--- WORK REQUIRED ---
What is needed is an exact copy of the lines in the entries below from the one holding "Find the red flag on" through the one holding "Find the blurred background", pictures excluded.

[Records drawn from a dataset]
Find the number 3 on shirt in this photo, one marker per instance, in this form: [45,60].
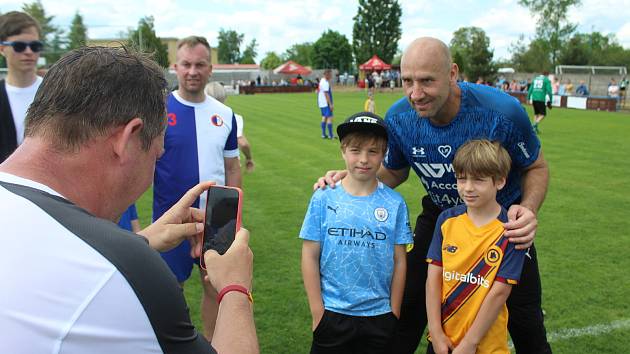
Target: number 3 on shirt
[172,119]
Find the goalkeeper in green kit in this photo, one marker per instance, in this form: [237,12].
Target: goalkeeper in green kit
[538,92]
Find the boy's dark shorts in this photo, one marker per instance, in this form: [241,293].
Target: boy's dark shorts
[539,108]
[339,333]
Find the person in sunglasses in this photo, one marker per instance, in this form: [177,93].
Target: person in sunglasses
[20,46]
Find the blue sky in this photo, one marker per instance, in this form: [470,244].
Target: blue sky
[277,24]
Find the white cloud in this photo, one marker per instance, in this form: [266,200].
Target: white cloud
[278,24]
[623,35]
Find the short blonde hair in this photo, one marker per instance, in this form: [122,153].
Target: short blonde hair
[216,90]
[482,158]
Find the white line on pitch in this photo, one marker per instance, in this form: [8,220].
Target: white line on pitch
[594,330]
[588,331]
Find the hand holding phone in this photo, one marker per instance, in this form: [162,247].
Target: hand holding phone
[223,219]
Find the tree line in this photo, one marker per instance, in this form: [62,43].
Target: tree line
[556,42]
[377,30]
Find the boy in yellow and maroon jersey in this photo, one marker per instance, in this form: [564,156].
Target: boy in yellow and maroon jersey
[472,266]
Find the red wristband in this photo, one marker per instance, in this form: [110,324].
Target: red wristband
[234,287]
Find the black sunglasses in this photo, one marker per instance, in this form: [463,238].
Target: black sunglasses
[19,46]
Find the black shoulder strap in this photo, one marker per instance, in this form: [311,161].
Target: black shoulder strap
[8,136]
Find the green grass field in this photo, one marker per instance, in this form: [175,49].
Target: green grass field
[583,239]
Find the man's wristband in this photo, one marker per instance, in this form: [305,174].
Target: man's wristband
[234,287]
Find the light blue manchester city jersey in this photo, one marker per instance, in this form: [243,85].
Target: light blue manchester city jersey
[357,236]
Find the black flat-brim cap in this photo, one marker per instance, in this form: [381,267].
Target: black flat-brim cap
[362,121]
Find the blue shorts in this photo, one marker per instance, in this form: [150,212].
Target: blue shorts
[180,261]
[326,112]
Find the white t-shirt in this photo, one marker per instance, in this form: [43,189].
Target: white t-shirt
[19,100]
[324,86]
[73,283]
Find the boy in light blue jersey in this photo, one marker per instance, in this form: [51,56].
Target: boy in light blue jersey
[353,255]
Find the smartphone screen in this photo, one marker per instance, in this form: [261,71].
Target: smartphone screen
[223,210]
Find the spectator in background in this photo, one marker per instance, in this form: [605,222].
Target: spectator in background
[216,90]
[129,219]
[369,105]
[555,86]
[539,93]
[582,90]
[20,46]
[613,89]
[92,138]
[623,85]
[325,103]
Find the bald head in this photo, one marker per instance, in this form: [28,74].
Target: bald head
[430,50]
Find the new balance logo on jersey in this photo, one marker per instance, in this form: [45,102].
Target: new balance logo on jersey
[449,248]
[469,278]
[434,170]
[417,152]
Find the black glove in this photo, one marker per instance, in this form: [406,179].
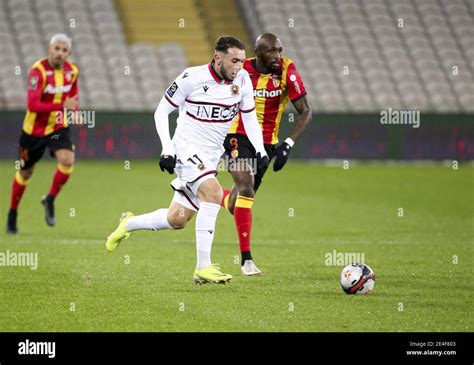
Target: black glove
[282,153]
[262,162]
[167,162]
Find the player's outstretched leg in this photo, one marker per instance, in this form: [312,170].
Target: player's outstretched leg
[63,172]
[175,217]
[20,182]
[119,234]
[239,202]
[210,195]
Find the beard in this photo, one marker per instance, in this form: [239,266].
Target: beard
[224,73]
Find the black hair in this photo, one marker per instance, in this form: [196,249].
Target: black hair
[223,43]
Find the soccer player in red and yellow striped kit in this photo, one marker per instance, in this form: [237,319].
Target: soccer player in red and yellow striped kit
[275,82]
[52,89]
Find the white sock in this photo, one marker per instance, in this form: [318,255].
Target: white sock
[155,220]
[205,226]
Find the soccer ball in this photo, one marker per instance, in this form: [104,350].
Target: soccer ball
[357,279]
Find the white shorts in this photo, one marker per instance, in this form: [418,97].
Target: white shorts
[193,167]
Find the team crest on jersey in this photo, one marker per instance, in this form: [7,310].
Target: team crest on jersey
[276,81]
[33,83]
[235,89]
[69,76]
[172,89]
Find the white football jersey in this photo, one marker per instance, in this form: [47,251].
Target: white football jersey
[208,105]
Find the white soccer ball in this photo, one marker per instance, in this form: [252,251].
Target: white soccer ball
[357,279]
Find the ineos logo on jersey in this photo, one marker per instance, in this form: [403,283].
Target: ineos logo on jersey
[264,93]
[50,89]
[216,112]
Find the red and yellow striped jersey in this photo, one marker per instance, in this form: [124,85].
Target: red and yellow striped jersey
[48,87]
[272,93]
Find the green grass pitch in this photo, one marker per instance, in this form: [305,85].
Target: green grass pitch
[423,261]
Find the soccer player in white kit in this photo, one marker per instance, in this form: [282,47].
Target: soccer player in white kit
[209,97]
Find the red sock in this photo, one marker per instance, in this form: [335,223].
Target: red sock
[18,188]
[225,199]
[243,221]
[60,178]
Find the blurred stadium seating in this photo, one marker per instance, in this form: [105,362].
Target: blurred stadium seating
[351,54]
[408,67]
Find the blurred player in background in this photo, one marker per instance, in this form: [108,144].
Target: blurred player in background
[52,87]
[208,97]
[275,81]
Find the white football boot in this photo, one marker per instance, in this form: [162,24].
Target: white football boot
[249,268]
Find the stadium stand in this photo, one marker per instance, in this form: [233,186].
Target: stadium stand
[370,54]
[354,56]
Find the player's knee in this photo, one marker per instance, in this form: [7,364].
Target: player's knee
[211,192]
[176,221]
[66,159]
[27,173]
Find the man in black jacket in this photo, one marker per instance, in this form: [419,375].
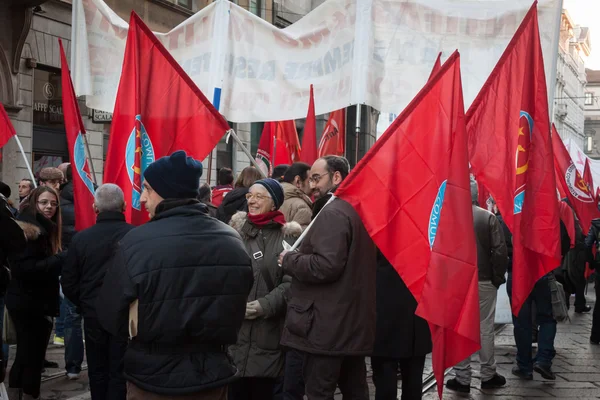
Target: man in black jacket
[182,279]
[89,256]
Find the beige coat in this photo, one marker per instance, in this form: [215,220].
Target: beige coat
[296,207]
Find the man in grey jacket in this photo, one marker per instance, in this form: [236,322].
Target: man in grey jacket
[492,261]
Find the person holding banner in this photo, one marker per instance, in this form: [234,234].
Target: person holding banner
[331,311]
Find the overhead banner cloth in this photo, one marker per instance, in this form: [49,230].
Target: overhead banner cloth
[373,52]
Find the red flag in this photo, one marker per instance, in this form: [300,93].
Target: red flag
[309,140]
[7,130]
[278,145]
[158,111]
[412,192]
[83,184]
[437,65]
[333,140]
[576,190]
[587,176]
[511,155]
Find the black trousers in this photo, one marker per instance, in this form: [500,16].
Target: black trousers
[596,316]
[322,374]
[293,383]
[105,362]
[33,333]
[251,389]
[385,378]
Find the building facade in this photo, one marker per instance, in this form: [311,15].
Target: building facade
[574,48]
[30,82]
[592,114]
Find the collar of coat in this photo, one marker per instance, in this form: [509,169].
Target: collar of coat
[240,223]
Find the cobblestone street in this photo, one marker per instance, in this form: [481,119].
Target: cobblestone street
[577,366]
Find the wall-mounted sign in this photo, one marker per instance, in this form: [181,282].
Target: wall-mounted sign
[101,117]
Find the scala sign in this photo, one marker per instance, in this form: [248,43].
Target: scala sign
[101,117]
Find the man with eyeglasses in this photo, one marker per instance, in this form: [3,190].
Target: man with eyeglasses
[331,312]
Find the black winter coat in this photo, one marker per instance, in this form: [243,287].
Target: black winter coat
[191,275]
[67,208]
[233,202]
[399,333]
[90,255]
[34,287]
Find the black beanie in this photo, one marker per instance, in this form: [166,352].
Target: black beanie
[275,190]
[175,177]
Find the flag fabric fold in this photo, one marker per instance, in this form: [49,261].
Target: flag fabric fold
[7,130]
[412,192]
[511,155]
[158,111]
[333,140]
[573,184]
[309,152]
[83,183]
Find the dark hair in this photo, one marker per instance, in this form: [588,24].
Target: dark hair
[297,169]
[279,171]
[337,164]
[31,209]
[204,193]
[225,176]
[247,177]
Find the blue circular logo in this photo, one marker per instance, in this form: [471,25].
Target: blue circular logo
[81,164]
[139,153]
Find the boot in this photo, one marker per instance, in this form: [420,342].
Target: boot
[13,393]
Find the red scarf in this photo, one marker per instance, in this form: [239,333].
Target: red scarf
[261,220]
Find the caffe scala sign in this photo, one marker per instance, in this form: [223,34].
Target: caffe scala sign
[101,117]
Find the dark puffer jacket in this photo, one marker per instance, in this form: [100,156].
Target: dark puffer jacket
[67,208]
[191,276]
[34,285]
[257,352]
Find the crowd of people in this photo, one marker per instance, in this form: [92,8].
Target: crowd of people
[204,301]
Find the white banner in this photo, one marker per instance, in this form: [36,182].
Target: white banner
[375,52]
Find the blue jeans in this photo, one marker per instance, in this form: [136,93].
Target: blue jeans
[73,338]
[541,296]
[4,345]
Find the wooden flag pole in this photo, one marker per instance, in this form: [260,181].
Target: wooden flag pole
[26,161]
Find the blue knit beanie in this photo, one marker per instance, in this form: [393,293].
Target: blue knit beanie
[275,190]
[175,177]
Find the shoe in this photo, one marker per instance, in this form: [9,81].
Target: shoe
[50,364]
[545,371]
[453,384]
[72,377]
[13,393]
[584,309]
[522,374]
[495,382]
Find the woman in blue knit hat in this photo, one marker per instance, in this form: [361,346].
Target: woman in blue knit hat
[257,354]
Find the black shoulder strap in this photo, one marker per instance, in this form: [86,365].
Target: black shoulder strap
[259,257]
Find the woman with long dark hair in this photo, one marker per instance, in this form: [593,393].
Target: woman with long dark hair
[33,293]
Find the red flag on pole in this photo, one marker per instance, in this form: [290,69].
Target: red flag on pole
[412,192]
[309,141]
[333,140]
[7,130]
[83,184]
[511,154]
[573,185]
[587,177]
[158,111]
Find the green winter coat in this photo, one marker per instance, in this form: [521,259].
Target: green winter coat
[257,352]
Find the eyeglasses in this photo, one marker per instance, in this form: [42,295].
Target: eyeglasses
[258,197]
[45,203]
[316,178]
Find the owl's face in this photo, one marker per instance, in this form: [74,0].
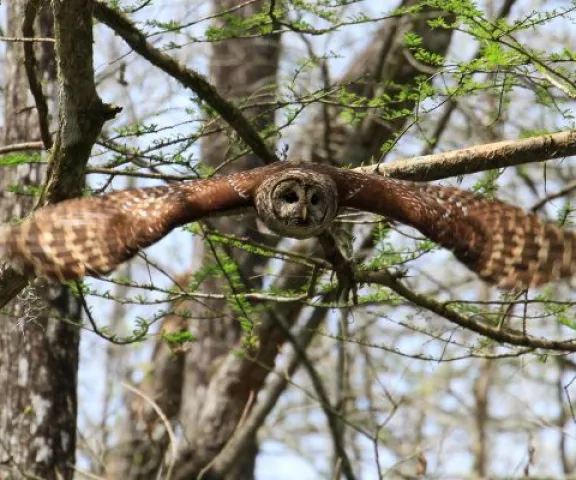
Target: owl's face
[297,204]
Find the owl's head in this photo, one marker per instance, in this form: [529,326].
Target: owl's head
[297,203]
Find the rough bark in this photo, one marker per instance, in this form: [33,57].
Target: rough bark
[226,383]
[38,354]
[239,68]
[219,388]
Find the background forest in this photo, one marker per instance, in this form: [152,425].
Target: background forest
[224,351]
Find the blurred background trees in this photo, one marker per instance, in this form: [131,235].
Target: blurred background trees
[223,352]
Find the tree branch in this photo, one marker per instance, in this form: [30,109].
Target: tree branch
[479,158]
[187,77]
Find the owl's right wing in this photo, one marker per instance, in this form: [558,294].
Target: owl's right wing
[499,242]
[93,235]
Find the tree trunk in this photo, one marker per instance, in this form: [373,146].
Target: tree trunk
[38,354]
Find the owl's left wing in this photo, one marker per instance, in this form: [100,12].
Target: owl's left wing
[93,235]
[497,241]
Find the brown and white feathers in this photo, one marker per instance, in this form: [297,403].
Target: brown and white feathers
[93,235]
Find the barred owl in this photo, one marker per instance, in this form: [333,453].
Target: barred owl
[93,235]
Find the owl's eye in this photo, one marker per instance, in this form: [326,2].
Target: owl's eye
[290,197]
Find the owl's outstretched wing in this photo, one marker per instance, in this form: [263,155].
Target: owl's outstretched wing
[93,235]
[497,241]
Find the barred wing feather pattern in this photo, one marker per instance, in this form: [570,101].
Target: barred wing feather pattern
[93,235]
[499,242]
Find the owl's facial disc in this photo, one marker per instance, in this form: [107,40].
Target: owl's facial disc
[297,204]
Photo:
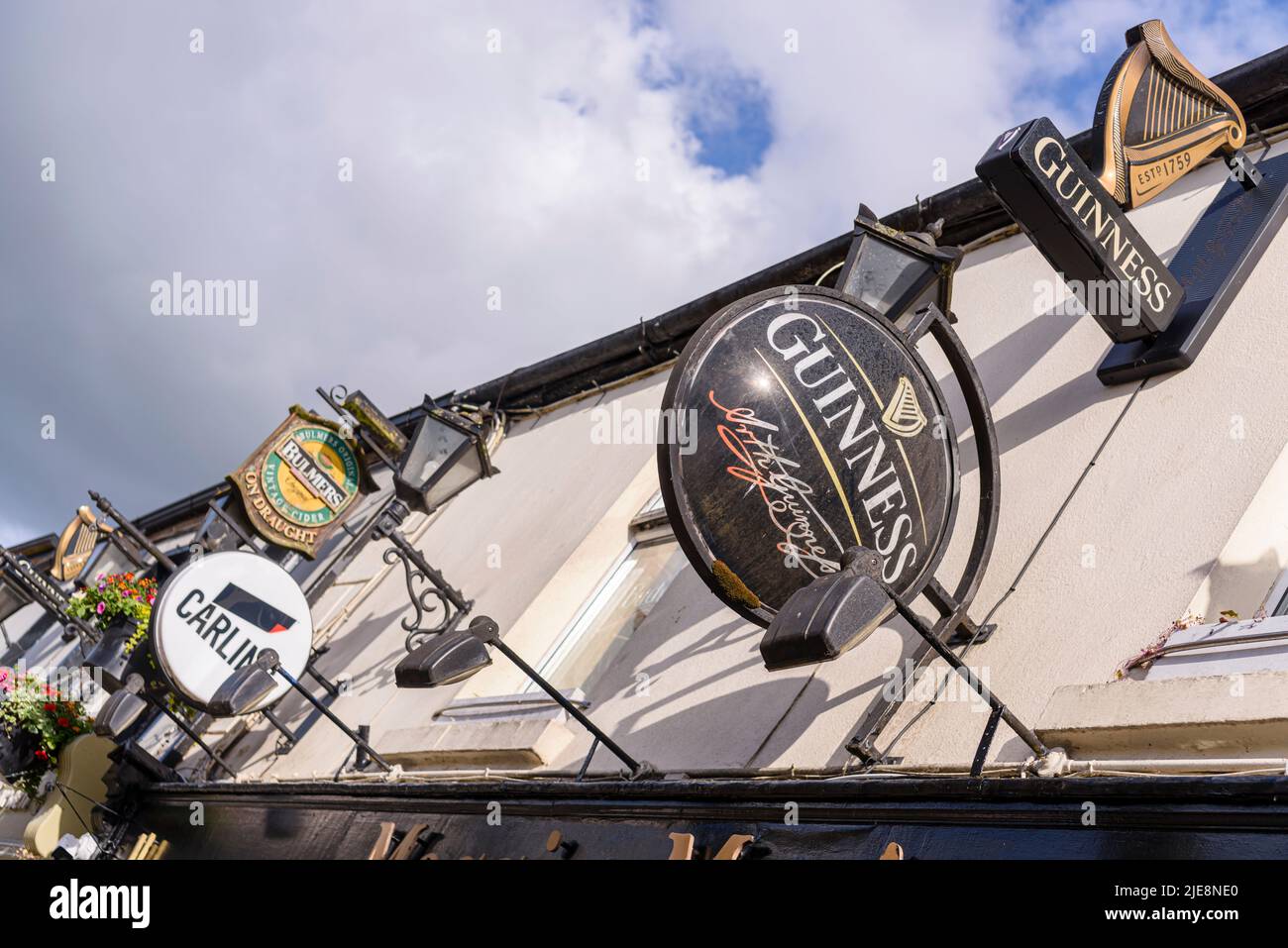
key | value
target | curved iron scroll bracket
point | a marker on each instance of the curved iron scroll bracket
(434, 594)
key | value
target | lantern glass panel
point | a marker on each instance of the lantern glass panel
(888, 278)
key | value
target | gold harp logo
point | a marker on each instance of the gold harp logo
(903, 415)
(76, 545)
(1158, 117)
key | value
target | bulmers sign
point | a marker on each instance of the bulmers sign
(299, 483)
(818, 428)
(215, 614)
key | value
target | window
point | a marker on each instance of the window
(619, 604)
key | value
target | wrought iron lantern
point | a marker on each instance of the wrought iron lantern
(445, 455)
(894, 272)
(459, 653)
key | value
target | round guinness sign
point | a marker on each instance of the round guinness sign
(810, 427)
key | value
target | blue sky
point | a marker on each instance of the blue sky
(583, 162)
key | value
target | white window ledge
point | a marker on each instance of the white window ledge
(1228, 715)
(523, 730)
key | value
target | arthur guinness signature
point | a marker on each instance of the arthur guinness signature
(823, 442)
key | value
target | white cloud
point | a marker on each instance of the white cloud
(472, 168)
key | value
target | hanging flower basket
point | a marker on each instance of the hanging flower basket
(35, 721)
(120, 605)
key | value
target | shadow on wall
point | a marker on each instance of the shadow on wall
(1241, 586)
(1004, 364)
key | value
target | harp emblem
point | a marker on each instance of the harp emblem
(903, 415)
(1158, 117)
(76, 545)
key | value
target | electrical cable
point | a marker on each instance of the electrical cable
(1024, 569)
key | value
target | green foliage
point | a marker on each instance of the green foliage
(30, 704)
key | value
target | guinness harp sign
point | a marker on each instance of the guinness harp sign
(1155, 120)
(300, 481)
(1158, 117)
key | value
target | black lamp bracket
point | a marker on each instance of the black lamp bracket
(436, 591)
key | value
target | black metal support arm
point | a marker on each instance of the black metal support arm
(134, 532)
(488, 633)
(275, 666)
(1022, 730)
(46, 594)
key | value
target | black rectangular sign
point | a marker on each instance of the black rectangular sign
(1081, 231)
(253, 609)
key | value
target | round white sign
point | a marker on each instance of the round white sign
(215, 614)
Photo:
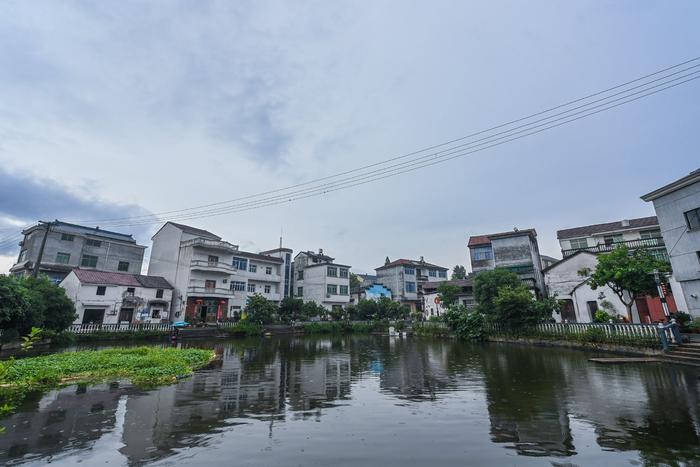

--- OUTPUT ---
Find the red flag on pole in this photo, one marker per instance, in this form: [290,69].
Target: red flag on pole
[412,192]
[309,141]
[333,140]
[7,130]
[83,184]
[511,154]
[573,185]
[587,177]
[158,111]
Find the green winter coat in this photo, one marker per instance, in this form: [521,259].
Target: green winter coat
[257,352]
Find the eyeglasses in this photo, one marker per instance, in this form: [42,295].
Target: eyeglasses
[258,197]
[45,203]
[316,178]
Find the owl's face in this photo, one marker per instance, in this form: [74,0].
Target: owl's face
[297,204]
Find the owl's head in this photo, one marker per instance, in this form: [529,326].
Target: owl's head
[297,203]
Find the rough bark in this photo, one marker per instance, in this form: [33,57].
Target: rough bark
[226,383]
[38,354]
[239,68]
[219,388]
Find the background forest in this photo, one marker per instance, in this form: [152,425].
Target: background forest
[224,351]
Find the blurred background trees in this photo, one marker per instance, in this form: [131,235].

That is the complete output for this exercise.